• _What needs to be done_
From the line with "trace --target=green grass" down to the final line of the material below, quote every line exactly and leave out all lines before it.

• _Records_
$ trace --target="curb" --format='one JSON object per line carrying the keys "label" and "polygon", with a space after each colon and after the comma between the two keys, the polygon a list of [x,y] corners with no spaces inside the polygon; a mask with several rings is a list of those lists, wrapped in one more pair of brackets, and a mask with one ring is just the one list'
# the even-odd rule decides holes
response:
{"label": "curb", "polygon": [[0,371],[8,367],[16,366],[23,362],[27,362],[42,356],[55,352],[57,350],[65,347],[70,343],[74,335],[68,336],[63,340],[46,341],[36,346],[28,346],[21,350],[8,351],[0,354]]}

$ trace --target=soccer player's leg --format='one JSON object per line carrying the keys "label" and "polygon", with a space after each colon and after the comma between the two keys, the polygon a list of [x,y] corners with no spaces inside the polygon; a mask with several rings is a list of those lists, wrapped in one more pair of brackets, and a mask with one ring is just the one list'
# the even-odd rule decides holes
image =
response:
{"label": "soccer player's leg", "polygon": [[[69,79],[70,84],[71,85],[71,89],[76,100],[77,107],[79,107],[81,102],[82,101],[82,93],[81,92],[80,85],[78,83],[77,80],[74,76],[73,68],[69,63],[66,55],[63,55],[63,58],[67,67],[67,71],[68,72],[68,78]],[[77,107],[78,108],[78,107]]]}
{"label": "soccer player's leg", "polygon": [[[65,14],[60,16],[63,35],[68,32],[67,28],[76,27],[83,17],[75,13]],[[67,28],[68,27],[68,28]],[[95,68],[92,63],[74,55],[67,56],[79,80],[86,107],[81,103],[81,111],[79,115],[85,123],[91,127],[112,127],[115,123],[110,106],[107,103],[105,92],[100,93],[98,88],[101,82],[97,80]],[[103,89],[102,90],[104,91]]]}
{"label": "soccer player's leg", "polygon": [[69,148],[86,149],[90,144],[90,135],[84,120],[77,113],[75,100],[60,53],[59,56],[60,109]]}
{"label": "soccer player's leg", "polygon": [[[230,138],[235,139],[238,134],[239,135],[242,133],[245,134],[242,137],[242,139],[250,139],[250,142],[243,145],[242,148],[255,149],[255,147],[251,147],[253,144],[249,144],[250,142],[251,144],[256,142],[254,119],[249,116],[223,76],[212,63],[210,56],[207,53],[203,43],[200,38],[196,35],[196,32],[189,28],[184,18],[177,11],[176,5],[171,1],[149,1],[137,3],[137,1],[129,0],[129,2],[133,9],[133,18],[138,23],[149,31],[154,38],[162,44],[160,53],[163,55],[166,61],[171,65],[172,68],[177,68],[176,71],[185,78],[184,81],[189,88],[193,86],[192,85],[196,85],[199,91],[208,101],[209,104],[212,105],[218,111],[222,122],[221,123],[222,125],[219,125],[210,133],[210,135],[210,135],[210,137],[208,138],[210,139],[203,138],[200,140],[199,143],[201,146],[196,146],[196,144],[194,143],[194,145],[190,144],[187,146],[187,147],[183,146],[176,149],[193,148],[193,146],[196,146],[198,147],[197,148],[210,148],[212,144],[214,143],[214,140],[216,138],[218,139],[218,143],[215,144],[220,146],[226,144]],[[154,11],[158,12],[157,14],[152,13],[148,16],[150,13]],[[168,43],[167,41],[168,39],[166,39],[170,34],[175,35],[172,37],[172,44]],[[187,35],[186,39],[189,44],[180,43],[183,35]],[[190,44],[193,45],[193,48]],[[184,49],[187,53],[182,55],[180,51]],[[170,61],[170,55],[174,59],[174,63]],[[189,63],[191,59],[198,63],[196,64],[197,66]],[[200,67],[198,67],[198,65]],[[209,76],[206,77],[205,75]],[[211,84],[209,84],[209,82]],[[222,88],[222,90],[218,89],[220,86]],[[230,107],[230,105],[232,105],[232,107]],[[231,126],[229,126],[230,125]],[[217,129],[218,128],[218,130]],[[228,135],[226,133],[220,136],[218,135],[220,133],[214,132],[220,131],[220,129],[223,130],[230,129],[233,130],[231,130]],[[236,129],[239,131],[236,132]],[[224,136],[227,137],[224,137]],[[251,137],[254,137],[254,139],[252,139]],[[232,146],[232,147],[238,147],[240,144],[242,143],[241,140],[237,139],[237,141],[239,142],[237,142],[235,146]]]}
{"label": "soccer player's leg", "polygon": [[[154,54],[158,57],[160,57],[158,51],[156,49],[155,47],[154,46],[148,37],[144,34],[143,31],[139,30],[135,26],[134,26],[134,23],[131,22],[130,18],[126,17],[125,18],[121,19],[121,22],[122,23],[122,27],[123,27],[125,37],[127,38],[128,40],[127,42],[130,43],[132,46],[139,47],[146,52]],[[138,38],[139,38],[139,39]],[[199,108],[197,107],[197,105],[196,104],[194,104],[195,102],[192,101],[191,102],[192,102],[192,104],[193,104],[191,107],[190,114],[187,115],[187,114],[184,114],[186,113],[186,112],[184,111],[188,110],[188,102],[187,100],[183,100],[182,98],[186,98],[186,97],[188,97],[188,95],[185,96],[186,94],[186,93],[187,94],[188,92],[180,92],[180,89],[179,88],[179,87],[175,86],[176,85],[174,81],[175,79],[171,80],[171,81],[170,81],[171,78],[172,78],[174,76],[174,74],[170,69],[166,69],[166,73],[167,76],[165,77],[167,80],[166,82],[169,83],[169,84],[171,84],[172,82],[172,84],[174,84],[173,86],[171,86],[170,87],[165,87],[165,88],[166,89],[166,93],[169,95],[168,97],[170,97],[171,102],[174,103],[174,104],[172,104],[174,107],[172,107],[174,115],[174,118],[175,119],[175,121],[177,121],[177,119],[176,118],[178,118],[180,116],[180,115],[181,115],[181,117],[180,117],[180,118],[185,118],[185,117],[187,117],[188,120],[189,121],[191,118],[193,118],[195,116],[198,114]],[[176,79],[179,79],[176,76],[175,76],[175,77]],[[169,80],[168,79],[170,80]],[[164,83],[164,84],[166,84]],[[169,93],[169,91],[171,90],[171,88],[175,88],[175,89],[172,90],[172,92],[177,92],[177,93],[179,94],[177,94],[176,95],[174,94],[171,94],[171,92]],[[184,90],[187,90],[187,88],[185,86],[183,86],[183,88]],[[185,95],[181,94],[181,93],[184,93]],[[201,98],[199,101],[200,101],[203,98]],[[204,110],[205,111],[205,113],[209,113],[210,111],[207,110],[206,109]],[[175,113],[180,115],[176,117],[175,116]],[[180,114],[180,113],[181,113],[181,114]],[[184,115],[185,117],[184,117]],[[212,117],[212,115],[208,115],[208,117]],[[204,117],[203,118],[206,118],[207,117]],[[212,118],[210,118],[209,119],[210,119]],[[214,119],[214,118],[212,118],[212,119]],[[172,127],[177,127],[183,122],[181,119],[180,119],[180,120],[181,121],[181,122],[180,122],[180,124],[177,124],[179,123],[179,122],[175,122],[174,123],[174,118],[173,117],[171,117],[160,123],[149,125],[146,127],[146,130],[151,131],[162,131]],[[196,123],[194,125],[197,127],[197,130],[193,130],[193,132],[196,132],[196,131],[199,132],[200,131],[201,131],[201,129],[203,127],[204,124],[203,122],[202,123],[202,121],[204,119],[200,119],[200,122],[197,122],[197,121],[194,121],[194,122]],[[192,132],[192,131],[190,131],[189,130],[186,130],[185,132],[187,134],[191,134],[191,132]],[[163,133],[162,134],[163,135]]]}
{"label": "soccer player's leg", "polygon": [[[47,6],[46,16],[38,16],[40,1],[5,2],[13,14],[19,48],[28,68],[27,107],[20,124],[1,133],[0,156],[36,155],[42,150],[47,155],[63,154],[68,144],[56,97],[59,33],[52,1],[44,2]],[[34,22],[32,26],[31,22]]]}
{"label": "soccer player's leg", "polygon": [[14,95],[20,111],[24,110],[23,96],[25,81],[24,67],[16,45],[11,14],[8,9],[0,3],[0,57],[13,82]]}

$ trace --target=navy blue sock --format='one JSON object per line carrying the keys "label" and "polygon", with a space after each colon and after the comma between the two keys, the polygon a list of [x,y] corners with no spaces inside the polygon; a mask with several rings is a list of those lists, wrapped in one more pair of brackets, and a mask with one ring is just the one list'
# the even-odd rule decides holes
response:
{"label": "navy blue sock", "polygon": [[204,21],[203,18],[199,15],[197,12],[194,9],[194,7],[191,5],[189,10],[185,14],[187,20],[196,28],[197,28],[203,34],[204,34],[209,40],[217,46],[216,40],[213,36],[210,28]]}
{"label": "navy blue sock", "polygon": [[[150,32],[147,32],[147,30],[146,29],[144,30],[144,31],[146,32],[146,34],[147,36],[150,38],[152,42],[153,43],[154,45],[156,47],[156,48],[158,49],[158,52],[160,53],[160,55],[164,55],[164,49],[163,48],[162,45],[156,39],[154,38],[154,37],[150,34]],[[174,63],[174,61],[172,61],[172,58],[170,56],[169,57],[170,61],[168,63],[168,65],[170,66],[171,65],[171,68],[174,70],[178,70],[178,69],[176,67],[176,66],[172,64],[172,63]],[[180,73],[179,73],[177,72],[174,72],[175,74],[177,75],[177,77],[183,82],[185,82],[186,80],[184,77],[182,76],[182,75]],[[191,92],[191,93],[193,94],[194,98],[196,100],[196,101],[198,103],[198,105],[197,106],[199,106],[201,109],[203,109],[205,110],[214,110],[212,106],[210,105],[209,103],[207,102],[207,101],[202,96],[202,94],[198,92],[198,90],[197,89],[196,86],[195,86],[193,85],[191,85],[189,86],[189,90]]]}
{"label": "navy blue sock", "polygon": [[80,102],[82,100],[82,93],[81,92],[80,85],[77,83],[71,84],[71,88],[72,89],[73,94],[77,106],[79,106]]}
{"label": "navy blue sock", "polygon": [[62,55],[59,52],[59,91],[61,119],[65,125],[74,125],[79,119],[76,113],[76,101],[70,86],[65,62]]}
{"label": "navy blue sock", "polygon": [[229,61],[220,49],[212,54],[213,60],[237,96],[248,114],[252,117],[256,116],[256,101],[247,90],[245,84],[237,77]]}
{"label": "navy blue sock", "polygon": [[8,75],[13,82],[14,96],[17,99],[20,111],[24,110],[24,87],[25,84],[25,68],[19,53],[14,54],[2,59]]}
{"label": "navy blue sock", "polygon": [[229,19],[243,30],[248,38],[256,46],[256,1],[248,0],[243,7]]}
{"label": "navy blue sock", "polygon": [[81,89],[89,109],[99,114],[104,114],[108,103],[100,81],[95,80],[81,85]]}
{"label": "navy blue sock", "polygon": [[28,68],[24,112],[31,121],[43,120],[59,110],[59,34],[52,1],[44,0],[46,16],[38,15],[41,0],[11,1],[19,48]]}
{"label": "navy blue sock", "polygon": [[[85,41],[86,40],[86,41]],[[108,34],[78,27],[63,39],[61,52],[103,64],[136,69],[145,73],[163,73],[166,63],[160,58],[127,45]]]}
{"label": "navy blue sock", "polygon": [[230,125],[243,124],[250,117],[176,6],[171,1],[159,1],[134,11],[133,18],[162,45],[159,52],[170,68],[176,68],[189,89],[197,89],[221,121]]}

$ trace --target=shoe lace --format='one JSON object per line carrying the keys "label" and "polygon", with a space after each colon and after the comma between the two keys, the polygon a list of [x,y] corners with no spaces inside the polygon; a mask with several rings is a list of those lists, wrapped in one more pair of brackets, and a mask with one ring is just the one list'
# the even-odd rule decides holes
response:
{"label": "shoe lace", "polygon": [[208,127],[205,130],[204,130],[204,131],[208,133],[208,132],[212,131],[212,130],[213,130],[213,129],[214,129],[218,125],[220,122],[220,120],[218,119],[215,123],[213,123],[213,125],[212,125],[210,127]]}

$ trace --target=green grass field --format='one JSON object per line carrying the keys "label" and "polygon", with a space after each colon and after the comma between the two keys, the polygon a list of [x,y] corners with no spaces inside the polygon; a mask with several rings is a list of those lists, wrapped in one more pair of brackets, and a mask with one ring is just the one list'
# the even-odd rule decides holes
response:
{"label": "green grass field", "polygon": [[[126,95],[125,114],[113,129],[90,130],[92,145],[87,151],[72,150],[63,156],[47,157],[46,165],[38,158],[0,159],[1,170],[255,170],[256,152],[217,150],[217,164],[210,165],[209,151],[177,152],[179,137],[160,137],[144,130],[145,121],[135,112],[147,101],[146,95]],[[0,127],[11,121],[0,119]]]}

• _Task solution_
$ trace --target=green grass field --format='one JSON object per line carrying the keys "label" and "polygon", with a space after each colon and after the comma between the two keys, the polygon a list of [x,y] corners with no spaces inside the polygon; a mask with several rings is a list of those lists, wrapped in one more pair of brackets, and a mask with one ring is just the one list'
# the even-odd rule decides holes
response:
{"label": "green grass field", "polygon": [[[126,95],[125,114],[113,129],[90,130],[92,145],[87,151],[72,150],[63,156],[47,157],[46,165],[38,158],[0,159],[1,170],[255,170],[256,152],[217,150],[217,164],[210,165],[209,151],[177,152],[179,137],[160,137],[144,130],[145,121],[135,112],[147,101],[146,95]],[[0,127],[11,121],[0,119]]]}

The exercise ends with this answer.